WHAT THE TASK ASKS
In the forum thread on the canonical DB, what does the reply say the keys must be in order to have a distance between them?

━━━ TEXT PASSAGE

Re: Canonical DB

From: mAsterdam <>
Date: Fri, 23 Jun 2006 15:37:54 +0200
Message-ID: <449bee2f$0$31642$>

Hi Dmitry,

The posts are getting way to long for my taste, so I snipped (... and [snip]), maybe oversnipped - feel free to unsnip :-)

Dmitry A. Kazakov wrote:
> mAsterdam wrote:

>>Dmitry A. Kazakov wrote:
>>>mAsterdam wrote:
>>>> ...Which (or which types of) computations are 
>>>> easier with a navigational structure?
> The world isn't relational, it just isn't! (:-))

Heh. Agreed.

>>>... ordered structure induces some distance.

>>...The keys in the table on paper even have a distance in cm.
>>On the keys in the SQL table distance is undefined.

> Let you have some set of keys: K={k1,k2,...} (a countable set). If K is
> linearly ordered: forall k1,k2,k3 in K
> k1>k2 V k1<k2 V k1=k2
> not (k1<k2 & k2<k1)
> not (k1<k2 & k1=k2)
> k1<k2 & k2<k3 => k1<k3

Yes, that is clear.
These requirements establish K as a clean point type. Aside: With the last condition deleted one can make a circular K, having distance(k1, k2) <> distance(k2, k1).

> Then you can enumerate all K preserving the order. I.e. if k# denotes the
> ordinal number of k, then k1#<k2# <=> k1<k2.
> So you *can* define a distance on rows as
> d(r1,r2) = | key(r1)# - key(r2)# |
> (which will satisfy axioms of distance)
> It can be shown, that this apparently arbitrary distance, plays a
> sufficient role in some cases.

K is now a point type, so distance(k1, k2) is defined.

Aside: That is, indeed, assuming we have agreed on some algorithm to calculate the distance, given two points. See for instance

I'm still missing a (IMO crucial) step:
What does it mean - or how to interpret
this distance between two values in K as something in the problem space?

The reason I had to state the above in a backward way is: Normally when modeling
this isn't a problem, because at some time we introduced K into the model for
some purpose - but here we have a

partial solution wanting a problem space: the computations we are looking for.

>>Common sense (as in: I have no theory to back
>>this up) tells me that for k2-k1 to denote a
>>distance, both k1 and k2 should denote a point
>>in some space.

> Yes.

Now I do (have some theory to back it up). Thanks :-)

> The space is K, and, equivalently, the space of rows R,
> because key:R->K is a bijection.

Well, yes.

In order to have a distance between keys, the keys must be of a point type.

Now I think you are suggesting that this bijection implies that there is also a distance defined between the tuples.

I reject that. There maybe other point-typed attributes in the relation and hence several valid distances between any two tuples.

━━━━━━
━━━ ROWS

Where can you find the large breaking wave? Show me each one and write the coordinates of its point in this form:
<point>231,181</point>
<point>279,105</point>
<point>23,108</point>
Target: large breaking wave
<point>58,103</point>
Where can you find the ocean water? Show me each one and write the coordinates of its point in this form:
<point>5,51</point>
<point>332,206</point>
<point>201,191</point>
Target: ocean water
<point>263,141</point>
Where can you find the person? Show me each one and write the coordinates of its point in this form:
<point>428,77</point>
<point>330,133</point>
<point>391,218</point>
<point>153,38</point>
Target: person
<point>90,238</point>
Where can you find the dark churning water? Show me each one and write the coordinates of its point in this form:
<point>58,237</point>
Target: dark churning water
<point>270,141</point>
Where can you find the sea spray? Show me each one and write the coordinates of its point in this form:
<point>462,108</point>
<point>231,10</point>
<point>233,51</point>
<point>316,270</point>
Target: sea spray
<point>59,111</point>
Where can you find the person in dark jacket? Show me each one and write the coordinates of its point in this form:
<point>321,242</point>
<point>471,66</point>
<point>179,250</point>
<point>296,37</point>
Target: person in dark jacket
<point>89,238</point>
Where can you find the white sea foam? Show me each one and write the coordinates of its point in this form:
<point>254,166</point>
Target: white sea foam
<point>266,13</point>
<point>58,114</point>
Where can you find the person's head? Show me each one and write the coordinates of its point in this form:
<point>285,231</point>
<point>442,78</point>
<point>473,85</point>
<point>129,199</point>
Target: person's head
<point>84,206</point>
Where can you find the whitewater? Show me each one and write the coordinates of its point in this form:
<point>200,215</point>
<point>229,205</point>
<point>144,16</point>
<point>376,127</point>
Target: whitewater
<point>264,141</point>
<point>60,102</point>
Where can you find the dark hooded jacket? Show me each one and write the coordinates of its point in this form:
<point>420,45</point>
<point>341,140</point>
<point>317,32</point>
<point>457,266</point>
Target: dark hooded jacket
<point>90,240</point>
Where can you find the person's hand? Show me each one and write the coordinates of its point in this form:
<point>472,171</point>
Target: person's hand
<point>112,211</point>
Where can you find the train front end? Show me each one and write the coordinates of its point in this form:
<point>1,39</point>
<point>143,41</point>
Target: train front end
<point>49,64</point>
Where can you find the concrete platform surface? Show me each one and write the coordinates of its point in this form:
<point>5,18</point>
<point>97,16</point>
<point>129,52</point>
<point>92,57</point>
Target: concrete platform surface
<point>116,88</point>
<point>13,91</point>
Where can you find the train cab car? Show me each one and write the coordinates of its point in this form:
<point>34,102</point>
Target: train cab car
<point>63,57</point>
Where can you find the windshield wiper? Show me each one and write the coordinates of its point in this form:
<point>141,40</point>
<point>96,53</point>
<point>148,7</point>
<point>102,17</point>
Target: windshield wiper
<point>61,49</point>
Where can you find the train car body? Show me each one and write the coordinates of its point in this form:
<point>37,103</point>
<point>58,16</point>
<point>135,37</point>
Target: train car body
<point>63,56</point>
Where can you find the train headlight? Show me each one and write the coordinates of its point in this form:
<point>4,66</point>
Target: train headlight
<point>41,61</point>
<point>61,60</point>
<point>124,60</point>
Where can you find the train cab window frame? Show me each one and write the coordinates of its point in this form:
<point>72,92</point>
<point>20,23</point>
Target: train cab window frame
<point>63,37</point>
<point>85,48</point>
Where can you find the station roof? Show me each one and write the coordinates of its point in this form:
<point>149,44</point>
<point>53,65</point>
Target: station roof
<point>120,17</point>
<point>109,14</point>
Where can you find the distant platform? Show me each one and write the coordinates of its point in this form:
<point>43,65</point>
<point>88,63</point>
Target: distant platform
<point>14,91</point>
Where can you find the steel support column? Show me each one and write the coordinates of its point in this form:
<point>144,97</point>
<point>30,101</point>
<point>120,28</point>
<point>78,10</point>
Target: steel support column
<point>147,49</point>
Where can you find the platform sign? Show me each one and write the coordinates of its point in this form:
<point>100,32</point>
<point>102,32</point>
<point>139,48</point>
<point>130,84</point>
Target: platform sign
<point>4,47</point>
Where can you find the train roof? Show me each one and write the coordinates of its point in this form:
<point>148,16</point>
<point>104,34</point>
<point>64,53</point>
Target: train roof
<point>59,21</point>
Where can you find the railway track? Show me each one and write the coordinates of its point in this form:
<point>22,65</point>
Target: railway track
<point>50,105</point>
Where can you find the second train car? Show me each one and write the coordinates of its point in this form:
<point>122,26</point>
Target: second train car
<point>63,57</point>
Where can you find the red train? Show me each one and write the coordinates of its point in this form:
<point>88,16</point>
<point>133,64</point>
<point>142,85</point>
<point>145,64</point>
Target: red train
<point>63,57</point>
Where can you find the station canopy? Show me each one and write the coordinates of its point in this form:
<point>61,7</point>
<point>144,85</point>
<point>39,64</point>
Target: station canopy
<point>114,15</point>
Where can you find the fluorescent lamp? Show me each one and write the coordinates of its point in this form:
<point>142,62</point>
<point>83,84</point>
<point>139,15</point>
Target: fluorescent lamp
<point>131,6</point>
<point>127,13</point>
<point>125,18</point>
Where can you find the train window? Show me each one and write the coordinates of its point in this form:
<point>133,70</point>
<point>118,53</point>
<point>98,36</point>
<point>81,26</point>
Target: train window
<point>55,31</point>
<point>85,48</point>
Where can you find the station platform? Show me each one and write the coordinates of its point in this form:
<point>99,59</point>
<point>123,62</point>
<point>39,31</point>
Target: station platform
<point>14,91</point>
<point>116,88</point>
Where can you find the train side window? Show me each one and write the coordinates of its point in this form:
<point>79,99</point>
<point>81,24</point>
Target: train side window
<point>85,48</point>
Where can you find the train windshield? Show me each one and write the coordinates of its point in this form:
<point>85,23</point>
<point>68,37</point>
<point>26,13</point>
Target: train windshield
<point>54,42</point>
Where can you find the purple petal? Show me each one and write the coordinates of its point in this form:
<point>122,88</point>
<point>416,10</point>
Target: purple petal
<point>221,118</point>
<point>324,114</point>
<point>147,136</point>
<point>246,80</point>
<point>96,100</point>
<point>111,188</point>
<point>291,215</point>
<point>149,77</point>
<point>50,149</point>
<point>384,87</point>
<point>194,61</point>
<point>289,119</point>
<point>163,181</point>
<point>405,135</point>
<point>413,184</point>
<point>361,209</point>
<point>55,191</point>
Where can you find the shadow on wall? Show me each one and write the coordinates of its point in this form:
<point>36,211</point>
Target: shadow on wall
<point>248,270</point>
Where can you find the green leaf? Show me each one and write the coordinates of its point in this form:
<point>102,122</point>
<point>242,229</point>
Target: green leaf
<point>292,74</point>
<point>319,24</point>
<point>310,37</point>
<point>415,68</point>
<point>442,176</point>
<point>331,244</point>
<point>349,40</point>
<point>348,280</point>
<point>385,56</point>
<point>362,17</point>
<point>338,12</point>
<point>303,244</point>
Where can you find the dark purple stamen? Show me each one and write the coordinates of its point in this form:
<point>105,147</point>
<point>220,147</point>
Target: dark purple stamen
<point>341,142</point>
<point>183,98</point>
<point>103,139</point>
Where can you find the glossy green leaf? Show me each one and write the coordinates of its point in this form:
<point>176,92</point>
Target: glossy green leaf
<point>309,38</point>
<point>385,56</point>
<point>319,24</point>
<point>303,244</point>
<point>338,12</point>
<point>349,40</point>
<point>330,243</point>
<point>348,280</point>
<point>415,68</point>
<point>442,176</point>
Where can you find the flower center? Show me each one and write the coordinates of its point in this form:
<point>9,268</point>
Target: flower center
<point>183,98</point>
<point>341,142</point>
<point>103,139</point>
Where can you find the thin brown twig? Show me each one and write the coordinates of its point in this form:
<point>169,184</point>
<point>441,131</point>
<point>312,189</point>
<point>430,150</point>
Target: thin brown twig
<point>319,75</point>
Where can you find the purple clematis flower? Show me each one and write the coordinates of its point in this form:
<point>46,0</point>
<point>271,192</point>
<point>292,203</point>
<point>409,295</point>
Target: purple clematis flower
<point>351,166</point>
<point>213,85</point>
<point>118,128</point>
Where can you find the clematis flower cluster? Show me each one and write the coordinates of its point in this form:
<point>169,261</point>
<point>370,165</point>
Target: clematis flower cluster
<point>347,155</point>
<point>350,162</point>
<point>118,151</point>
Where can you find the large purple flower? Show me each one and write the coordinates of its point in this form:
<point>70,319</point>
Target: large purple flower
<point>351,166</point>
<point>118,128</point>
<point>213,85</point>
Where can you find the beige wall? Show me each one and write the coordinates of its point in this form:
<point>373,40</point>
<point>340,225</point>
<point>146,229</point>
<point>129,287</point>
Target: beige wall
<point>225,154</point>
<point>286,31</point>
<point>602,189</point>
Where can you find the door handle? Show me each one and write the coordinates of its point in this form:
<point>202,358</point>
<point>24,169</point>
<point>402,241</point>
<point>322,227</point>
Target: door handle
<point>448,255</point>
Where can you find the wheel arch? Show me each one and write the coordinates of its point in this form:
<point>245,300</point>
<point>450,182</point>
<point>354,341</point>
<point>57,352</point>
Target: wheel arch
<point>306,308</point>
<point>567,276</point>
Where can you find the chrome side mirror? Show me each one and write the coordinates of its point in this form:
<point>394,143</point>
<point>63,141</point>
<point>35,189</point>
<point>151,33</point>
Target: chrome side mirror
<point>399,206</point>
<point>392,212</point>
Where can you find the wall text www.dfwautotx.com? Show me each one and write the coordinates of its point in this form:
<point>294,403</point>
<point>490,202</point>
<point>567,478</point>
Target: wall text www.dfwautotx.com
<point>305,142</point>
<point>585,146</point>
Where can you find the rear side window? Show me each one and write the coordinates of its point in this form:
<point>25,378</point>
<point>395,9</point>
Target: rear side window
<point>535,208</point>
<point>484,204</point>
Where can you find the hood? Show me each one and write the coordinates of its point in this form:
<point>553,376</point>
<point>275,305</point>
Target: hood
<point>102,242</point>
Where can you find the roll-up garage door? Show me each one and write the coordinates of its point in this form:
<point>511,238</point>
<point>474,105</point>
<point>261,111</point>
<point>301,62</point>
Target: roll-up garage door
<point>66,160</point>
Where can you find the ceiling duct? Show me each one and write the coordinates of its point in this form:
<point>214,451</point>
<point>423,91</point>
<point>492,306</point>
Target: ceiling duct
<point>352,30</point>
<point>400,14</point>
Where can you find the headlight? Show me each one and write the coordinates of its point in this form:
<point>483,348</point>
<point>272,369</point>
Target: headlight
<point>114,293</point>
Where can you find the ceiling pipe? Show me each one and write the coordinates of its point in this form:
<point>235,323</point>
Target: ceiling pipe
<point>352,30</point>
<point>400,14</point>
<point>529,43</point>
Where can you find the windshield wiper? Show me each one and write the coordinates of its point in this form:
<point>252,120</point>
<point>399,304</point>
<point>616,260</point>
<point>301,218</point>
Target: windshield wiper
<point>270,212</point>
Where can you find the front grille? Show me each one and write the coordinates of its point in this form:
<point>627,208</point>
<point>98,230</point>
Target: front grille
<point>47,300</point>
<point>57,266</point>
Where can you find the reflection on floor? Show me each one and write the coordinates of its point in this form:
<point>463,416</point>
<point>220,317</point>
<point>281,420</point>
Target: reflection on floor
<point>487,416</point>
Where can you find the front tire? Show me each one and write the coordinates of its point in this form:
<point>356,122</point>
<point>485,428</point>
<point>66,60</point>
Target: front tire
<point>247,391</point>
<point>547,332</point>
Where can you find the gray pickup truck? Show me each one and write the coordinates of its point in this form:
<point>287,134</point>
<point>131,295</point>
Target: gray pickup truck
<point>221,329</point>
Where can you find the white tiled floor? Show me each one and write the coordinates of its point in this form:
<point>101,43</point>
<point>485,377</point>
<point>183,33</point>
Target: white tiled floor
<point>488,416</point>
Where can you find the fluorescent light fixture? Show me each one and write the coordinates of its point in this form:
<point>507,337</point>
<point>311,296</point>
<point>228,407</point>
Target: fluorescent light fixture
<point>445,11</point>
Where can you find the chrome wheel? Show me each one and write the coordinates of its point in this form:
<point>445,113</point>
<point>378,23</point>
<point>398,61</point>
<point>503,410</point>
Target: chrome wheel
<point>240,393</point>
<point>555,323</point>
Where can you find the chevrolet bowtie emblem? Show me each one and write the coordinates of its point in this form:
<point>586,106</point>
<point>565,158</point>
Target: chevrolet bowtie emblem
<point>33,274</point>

━━━━━━

FINAL ANSWER
The keys must be of a point type.